What is expected> Everything from the line with "Query: hazy sky" to the end of the entries should be copied exactly, and nothing else.

Provided material>
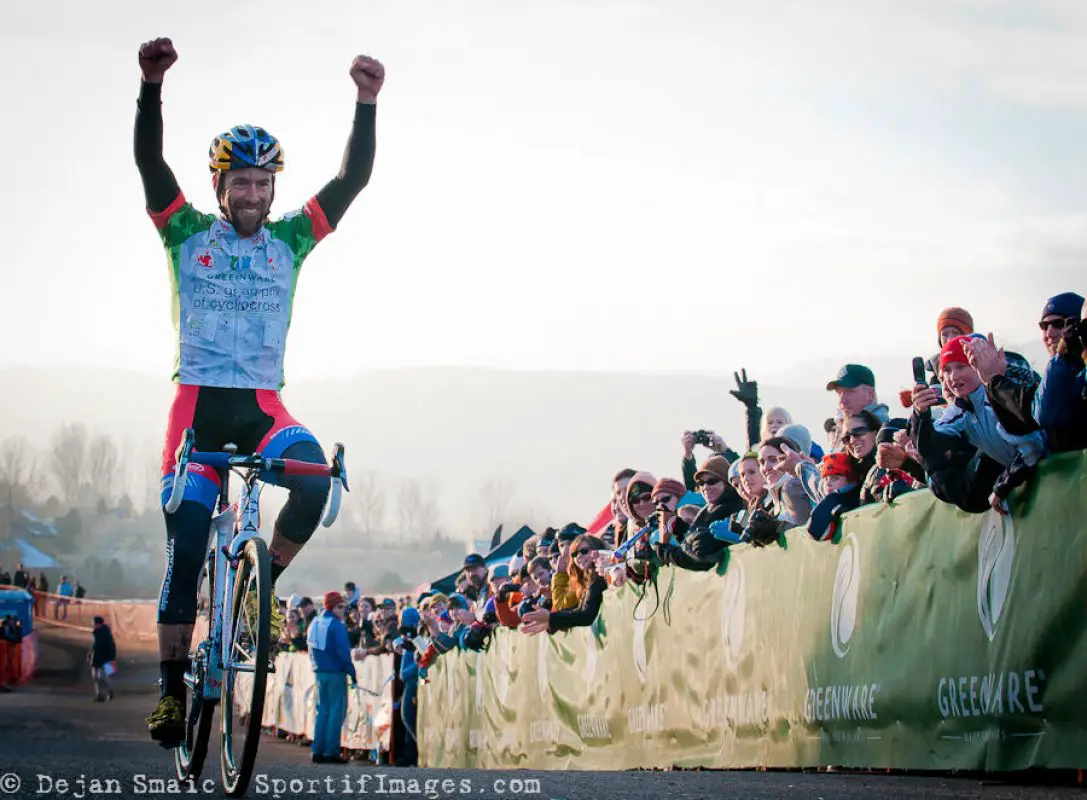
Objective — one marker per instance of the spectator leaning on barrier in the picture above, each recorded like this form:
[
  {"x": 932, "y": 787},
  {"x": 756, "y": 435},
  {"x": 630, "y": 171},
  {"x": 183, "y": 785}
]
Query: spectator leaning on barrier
[
  {"x": 409, "y": 675},
  {"x": 856, "y": 387},
  {"x": 587, "y": 585},
  {"x": 11, "y": 651},
  {"x": 333, "y": 666},
  {"x": 1054, "y": 402},
  {"x": 998, "y": 461},
  {"x": 102, "y": 659}
]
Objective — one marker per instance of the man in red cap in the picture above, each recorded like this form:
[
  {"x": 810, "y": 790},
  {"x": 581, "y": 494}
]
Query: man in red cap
[
  {"x": 330, "y": 654},
  {"x": 969, "y": 427}
]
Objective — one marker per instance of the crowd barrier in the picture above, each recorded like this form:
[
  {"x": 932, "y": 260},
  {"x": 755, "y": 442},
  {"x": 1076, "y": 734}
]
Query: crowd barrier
[
  {"x": 924, "y": 639},
  {"x": 291, "y": 696}
]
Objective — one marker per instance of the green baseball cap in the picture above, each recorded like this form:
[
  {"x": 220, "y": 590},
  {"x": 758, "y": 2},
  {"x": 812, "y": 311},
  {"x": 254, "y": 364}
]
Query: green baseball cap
[{"x": 850, "y": 376}]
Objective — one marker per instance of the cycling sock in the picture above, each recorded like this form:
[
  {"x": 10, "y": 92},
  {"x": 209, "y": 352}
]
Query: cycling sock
[{"x": 173, "y": 679}]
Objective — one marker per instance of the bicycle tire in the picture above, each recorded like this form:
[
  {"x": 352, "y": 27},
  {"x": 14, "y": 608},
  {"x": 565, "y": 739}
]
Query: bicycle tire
[
  {"x": 190, "y": 755},
  {"x": 236, "y": 772},
  {"x": 189, "y": 758}
]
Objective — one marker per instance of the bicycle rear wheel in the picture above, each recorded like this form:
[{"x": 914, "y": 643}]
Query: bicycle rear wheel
[{"x": 241, "y": 710}]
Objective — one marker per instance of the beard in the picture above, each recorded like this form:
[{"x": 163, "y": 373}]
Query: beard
[{"x": 246, "y": 219}]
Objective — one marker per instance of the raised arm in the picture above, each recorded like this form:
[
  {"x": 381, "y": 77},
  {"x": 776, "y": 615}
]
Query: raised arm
[
  {"x": 160, "y": 186},
  {"x": 358, "y": 164}
]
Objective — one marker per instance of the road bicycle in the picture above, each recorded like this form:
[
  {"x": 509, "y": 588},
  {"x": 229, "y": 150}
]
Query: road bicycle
[{"x": 238, "y": 565}]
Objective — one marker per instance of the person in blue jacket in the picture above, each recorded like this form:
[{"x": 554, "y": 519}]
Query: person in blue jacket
[
  {"x": 409, "y": 674},
  {"x": 332, "y": 662}
]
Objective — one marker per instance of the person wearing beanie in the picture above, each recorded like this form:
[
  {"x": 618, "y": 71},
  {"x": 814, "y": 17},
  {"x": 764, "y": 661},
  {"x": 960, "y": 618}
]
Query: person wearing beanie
[
  {"x": 951, "y": 323},
  {"x": 1061, "y": 312},
  {"x": 330, "y": 655},
  {"x": 699, "y": 544},
  {"x": 404, "y": 645},
  {"x": 102, "y": 659},
  {"x": 966, "y": 450},
  {"x": 689, "y": 505}
]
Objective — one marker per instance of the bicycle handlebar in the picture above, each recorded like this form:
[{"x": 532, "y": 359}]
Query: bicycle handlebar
[{"x": 227, "y": 460}]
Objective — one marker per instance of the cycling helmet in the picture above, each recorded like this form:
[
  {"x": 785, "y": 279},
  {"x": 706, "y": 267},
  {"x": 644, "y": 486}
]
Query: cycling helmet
[{"x": 245, "y": 146}]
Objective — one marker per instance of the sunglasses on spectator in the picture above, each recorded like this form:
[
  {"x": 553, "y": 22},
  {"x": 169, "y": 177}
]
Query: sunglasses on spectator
[
  {"x": 854, "y": 434},
  {"x": 1059, "y": 324}
]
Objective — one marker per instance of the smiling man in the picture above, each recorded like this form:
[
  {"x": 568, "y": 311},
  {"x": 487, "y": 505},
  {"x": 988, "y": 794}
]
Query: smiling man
[{"x": 233, "y": 278}]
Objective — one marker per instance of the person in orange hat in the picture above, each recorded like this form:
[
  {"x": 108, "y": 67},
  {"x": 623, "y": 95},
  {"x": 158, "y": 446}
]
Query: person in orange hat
[{"x": 330, "y": 654}]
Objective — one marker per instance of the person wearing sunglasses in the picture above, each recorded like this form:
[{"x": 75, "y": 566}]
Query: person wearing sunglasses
[
  {"x": 586, "y": 583},
  {"x": 699, "y": 545},
  {"x": 966, "y": 452}
]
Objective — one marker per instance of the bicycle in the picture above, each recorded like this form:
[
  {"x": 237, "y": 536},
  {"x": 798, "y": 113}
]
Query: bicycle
[{"x": 238, "y": 563}]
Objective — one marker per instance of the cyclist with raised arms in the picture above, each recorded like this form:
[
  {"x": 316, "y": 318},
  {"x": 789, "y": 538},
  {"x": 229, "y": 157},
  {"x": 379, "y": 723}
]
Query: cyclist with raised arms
[{"x": 233, "y": 276}]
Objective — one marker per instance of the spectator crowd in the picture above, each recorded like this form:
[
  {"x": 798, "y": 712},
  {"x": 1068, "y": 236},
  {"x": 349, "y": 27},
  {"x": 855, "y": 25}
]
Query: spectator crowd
[{"x": 975, "y": 425}]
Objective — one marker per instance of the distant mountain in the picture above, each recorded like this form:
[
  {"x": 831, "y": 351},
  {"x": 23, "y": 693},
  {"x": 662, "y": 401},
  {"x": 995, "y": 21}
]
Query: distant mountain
[{"x": 557, "y": 437}]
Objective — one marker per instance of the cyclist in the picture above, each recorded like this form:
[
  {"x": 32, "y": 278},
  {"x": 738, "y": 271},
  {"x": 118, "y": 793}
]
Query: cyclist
[{"x": 233, "y": 277}]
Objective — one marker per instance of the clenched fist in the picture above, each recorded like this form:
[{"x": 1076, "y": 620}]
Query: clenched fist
[
  {"x": 369, "y": 75},
  {"x": 155, "y": 57}
]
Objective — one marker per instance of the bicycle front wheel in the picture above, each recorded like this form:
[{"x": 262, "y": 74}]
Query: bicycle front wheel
[{"x": 241, "y": 709}]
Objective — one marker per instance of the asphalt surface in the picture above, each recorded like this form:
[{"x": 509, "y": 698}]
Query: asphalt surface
[{"x": 50, "y": 730}]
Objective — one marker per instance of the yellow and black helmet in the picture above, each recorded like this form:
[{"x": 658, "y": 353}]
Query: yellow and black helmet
[{"x": 245, "y": 146}]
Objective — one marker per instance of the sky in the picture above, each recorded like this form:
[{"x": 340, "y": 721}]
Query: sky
[{"x": 656, "y": 186}]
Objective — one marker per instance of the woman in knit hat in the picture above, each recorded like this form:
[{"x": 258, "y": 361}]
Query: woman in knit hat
[
  {"x": 699, "y": 545},
  {"x": 586, "y": 584}
]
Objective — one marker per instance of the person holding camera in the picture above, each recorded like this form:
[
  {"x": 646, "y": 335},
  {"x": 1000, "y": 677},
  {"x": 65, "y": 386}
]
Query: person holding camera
[
  {"x": 972, "y": 480},
  {"x": 587, "y": 584}
]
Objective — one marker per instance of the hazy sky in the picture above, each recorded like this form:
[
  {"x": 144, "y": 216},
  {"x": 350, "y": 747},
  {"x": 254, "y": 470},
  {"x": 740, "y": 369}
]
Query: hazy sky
[{"x": 567, "y": 184}]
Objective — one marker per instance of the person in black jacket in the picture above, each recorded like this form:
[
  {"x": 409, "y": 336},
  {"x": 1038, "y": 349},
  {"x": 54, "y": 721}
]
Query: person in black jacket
[
  {"x": 587, "y": 584},
  {"x": 102, "y": 651}
]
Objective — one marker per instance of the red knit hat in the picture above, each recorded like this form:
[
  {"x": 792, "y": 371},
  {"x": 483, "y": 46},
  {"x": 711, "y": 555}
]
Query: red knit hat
[
  {"x": 669, "y": 486},
  {"x": 837, "y": 464},
  {"x": 954, "y": 317},
  {"x": 953, "y": 352}
]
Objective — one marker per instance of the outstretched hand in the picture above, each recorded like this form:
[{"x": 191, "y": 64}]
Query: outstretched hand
[
  {"x": 155, "y": 57},
  {"x": 369, "y": 75},
  {"x": 746, "y": 391}
]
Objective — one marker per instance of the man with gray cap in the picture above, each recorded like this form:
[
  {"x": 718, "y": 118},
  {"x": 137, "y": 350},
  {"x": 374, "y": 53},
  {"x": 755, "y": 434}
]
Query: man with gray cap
[{"x": 856, "y": 387}]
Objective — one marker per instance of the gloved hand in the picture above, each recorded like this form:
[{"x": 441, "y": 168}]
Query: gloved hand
[
  {"x": 761, "y": 529},
  {"x": 722, "y": 530},
  {"x": 746, "y": 391}
]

Task answer>
Query: hazy sky
[{"x": 567, "y": 184}]
Objective — one marker per instance of the person in black jacket in the picture above, each recorded like this form:
[
  {"x": 409, "y": 336},
  {"x": 1038, "y": 349},
  {"x": 54, "y": 721}
]
Query: person in black jacket
[
  {"x": 587, "y": 584},
  {"x": 102, "y": 651}
]
Objective — one marker per instance of the red knit hat in the picture above, each recorded like this form:
[
  {"x": 792, "y": 371},
  {"x": 483, "y": 46},
  {"x": 711, "y": 555}
]
Query: red knit hat
[
  {"x": 669, "y": 486},
  {"x": 837, "y": 464},
  {"x": 954, "y": 317},
  {"x": 953, "y": 352}
]
Objective — one marker per instance of the outstretched hand in the picture above, each recorded like this form:
[{"x": 191, "y": 64}]
Query: outstretched hand
[
  {"x": 155, "y": 57},
  {"x": 369, "y": 75},
  {"x": 746, "y": 391}
]
Objective — one marker per instance of the man with gray cap in the picture above, each recorded like this form:
[
  {"x": 718, "y": 118},
  {"x": 137, "y": 350},
  {"x": 374, "y": 53},
  {"x": 755, "y": 434}
]
Query: man with gray cap
[{"x": 856, "y": 387}]
Objective — one marker per instance of the gloved hand in the picture above, each recorded like this form:
[{"x": 441, "y": 168}]
Query: gloved hand
[
  {"x": 761, "y": 529},
  {"x": 722, "y": 530},
  {"x": 746, "y": 391}
]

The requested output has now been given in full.